## Problem details
Could you please find each line in the records that contains the word "point" and copy it?

Top of The input

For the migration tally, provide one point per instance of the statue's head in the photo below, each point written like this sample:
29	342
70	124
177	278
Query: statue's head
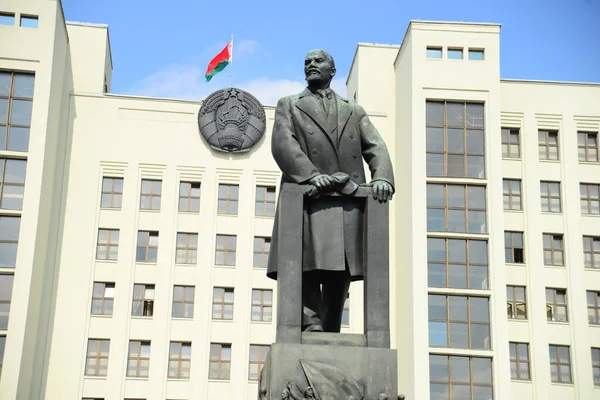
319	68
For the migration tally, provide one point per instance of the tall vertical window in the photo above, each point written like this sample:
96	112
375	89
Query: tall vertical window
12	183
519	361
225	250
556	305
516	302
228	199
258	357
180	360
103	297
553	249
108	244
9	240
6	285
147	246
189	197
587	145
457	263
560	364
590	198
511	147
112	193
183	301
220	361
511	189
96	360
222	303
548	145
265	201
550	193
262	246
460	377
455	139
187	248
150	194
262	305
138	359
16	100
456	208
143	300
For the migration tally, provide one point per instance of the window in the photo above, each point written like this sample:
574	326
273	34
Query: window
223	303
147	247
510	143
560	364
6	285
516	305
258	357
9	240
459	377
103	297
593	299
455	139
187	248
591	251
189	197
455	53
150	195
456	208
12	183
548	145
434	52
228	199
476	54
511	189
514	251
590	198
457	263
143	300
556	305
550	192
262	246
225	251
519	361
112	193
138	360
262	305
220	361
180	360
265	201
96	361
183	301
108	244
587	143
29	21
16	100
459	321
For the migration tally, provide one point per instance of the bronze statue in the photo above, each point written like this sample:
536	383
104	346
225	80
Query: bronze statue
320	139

Bottom of The input

## Exercise response
For the migration tally, provide one point per instance of the statue's head in the photo below, each point written like this sample:
For the migration tally, provide one point per instance of the tall vertical window in the photo above, each point written like this sample:
For the migration tally, provide one point per instance of the window in the photo above, each point written like this sample:
For the migration tally, provide one point per instance of the bronze statue in the photo above, each point written like this sample:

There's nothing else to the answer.